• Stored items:
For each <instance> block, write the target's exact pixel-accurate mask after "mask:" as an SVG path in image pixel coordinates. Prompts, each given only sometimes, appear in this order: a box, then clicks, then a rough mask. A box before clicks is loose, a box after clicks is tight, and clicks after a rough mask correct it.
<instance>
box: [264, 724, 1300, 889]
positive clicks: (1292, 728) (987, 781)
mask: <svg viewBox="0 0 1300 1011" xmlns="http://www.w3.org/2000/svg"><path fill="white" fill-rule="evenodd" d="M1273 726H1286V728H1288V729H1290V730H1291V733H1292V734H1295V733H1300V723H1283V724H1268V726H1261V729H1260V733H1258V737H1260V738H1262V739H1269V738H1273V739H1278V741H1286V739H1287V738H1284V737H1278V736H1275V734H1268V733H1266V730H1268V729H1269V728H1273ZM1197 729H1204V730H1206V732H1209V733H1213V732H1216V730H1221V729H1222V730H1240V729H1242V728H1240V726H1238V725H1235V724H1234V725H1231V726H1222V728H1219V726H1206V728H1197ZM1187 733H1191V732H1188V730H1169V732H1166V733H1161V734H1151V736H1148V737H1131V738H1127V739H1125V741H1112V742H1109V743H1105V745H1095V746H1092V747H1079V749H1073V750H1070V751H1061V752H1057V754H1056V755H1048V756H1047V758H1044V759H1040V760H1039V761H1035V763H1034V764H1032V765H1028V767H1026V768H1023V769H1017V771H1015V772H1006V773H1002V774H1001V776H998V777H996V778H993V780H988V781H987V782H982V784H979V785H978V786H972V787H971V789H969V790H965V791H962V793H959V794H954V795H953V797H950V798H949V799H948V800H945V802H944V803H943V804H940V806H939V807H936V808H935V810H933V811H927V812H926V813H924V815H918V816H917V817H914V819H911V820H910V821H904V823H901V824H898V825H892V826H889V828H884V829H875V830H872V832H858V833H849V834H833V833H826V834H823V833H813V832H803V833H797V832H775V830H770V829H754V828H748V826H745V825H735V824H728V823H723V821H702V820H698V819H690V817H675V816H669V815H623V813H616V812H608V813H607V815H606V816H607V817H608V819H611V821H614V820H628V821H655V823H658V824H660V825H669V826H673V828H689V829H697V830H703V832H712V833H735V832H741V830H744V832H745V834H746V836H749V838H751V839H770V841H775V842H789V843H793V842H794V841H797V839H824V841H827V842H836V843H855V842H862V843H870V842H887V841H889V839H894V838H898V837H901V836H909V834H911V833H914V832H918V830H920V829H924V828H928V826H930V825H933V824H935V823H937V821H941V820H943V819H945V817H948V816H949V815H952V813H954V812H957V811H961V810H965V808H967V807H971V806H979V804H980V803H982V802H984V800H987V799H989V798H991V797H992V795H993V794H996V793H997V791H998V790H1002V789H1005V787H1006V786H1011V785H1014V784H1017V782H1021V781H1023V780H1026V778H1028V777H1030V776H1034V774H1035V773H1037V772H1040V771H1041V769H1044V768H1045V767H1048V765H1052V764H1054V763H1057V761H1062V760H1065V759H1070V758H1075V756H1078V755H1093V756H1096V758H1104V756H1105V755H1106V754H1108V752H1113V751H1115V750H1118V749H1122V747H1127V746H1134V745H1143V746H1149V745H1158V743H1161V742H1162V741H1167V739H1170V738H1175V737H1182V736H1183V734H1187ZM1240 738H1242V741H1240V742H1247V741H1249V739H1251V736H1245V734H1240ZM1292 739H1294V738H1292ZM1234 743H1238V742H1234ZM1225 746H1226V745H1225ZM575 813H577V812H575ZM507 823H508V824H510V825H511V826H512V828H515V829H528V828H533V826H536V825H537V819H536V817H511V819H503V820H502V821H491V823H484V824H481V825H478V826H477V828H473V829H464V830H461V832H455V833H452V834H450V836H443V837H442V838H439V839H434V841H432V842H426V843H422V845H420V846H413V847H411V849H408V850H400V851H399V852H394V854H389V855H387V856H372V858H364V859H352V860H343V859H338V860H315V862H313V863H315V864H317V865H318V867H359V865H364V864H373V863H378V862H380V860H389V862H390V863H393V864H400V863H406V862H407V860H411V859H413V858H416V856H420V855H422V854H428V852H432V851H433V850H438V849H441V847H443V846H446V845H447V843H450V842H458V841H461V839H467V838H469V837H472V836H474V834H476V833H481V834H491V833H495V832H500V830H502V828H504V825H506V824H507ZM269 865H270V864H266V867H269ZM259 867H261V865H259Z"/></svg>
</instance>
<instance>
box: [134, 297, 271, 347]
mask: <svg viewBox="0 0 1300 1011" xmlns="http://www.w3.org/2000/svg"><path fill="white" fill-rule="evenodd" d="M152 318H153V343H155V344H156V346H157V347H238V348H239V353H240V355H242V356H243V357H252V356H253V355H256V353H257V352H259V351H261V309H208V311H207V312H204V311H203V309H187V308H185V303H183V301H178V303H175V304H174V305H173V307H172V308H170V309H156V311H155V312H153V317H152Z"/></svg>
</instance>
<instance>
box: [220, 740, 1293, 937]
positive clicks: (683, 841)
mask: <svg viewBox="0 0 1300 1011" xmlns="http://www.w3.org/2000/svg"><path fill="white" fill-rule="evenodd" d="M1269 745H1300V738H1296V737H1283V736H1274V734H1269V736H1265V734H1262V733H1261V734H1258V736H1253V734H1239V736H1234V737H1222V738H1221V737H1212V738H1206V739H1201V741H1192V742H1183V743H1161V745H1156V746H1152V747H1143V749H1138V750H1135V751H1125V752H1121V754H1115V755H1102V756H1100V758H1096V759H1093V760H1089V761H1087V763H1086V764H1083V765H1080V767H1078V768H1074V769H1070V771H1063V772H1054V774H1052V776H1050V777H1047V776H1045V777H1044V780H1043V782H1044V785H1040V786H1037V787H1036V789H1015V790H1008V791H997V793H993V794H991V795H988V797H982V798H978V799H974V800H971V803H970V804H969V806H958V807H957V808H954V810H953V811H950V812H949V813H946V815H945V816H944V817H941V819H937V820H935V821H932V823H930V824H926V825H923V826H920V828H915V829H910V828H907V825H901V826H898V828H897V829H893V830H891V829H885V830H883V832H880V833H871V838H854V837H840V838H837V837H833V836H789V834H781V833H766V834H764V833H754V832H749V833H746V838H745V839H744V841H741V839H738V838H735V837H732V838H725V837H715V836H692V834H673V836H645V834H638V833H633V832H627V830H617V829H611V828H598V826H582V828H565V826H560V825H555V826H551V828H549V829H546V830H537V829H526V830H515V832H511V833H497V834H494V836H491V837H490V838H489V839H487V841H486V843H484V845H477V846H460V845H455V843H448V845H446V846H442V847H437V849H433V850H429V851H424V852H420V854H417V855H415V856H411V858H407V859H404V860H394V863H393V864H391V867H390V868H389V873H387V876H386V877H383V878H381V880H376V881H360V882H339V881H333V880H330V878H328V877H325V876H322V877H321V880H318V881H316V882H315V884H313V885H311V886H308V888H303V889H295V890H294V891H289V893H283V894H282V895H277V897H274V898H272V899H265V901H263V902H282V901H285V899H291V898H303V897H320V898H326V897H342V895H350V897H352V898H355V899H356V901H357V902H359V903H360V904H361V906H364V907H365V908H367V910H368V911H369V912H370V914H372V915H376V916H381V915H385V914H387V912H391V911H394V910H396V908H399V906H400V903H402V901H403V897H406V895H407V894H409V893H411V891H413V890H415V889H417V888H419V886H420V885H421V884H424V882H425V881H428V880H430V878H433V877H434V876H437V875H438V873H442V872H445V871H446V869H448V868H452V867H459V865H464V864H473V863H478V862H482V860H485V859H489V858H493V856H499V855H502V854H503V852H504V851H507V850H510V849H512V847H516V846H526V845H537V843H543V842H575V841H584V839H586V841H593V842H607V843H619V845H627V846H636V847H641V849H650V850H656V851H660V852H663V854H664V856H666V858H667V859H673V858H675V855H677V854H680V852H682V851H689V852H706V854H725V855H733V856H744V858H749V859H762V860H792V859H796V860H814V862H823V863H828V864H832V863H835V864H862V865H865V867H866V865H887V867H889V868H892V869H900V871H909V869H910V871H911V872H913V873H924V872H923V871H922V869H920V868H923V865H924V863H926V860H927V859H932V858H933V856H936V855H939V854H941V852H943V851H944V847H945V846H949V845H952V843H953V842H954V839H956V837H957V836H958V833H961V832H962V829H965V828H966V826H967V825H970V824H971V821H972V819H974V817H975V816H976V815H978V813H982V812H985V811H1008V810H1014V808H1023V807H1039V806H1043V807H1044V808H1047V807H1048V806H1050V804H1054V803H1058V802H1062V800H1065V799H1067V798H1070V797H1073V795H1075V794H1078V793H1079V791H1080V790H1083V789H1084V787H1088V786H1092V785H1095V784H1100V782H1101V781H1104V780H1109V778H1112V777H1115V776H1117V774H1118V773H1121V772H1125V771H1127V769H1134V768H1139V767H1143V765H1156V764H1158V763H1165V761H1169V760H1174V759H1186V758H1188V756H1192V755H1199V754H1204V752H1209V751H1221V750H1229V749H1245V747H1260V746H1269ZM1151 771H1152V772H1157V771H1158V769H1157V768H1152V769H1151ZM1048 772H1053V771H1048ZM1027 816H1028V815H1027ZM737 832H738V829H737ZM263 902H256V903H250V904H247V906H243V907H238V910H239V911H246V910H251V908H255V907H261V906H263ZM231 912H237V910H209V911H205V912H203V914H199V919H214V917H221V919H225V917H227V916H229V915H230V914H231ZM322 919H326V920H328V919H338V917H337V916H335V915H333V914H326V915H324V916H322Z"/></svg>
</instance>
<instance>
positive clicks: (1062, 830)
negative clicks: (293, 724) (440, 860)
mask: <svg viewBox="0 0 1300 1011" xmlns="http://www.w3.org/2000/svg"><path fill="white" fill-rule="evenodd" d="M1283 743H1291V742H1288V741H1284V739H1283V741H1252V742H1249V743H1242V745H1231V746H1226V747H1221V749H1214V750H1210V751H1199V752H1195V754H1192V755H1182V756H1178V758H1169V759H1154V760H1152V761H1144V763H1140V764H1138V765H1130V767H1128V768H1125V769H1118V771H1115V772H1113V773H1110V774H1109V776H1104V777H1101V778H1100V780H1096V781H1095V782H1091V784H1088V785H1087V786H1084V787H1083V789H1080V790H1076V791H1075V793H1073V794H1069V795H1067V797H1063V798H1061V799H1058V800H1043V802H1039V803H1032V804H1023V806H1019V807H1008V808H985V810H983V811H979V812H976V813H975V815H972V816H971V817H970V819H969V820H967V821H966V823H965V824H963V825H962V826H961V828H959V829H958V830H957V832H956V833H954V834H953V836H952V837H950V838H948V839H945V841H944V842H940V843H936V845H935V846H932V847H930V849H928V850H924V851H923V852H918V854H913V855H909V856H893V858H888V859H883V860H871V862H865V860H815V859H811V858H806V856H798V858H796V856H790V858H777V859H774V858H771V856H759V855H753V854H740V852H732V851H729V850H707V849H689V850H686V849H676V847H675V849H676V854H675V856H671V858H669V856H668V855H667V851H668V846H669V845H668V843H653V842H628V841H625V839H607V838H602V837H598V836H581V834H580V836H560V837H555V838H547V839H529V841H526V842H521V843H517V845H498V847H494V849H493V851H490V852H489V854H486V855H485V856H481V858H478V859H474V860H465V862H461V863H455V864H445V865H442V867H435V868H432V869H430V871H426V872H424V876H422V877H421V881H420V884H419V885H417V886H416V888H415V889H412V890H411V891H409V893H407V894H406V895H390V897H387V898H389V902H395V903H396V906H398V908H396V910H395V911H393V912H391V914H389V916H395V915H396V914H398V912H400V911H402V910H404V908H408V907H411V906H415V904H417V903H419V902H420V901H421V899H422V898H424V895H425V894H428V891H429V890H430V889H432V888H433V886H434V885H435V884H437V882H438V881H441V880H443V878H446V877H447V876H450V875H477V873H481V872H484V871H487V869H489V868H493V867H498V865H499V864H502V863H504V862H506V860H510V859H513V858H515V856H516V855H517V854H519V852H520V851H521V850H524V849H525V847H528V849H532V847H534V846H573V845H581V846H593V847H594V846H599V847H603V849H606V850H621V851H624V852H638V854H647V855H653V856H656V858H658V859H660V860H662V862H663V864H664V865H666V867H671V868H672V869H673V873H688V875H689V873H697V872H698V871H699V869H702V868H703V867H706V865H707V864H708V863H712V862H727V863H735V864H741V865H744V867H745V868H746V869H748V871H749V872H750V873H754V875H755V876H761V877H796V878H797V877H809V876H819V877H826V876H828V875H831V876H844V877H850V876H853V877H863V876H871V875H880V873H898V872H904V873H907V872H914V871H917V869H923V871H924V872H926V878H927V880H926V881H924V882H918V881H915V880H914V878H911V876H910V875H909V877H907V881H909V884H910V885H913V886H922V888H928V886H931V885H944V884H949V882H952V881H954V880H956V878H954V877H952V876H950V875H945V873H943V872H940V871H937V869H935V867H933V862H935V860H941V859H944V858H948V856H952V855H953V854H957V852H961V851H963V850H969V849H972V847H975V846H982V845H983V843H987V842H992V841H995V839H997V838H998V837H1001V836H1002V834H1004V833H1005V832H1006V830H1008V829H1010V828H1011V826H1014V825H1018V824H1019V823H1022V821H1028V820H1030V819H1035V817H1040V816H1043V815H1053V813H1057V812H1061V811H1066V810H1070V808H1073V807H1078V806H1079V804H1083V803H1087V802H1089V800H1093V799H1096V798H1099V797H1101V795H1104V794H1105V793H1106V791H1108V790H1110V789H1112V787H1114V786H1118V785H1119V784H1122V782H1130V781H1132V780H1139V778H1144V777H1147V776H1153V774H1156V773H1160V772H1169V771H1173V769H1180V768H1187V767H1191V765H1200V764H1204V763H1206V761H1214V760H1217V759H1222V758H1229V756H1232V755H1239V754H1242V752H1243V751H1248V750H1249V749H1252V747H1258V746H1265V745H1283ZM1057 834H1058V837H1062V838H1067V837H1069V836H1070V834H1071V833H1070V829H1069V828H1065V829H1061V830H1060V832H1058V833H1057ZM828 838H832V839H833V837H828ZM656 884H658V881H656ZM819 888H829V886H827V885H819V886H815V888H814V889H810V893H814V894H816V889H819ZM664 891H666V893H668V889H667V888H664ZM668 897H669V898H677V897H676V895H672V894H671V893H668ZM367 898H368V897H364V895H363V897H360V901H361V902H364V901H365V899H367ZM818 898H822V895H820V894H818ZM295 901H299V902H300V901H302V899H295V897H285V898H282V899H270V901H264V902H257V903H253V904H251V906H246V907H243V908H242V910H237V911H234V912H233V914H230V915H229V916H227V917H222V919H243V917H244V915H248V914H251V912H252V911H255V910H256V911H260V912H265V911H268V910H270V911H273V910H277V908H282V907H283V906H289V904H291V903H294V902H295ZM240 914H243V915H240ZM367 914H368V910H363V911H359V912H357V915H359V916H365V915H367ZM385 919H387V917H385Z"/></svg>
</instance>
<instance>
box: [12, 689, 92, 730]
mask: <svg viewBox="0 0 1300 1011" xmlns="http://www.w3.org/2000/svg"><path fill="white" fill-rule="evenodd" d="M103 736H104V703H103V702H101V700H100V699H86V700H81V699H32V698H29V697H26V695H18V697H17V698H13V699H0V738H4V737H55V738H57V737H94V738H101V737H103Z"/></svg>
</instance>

• Problem to work on:
Reproduce the lines above verbatim, beginning with the first line and stopping after the line that contains "positive clicks: (1292, 728) (987, 781)".

• Solved problem:
For each <instance> block, write the target's exact pixel-accurate mask after "mask:" as an SVG path in image pixel coordinates. Prompts, each given only sometimes, appear in this order: a box, then clicks, then a rough mask. A box before clicks is loose, a box after clicks is tight, and clicks after a rough mask correct it.
<instance>
box: [264, 724, 1300, 889]
positive clicks: (1292, 728) (987, 781)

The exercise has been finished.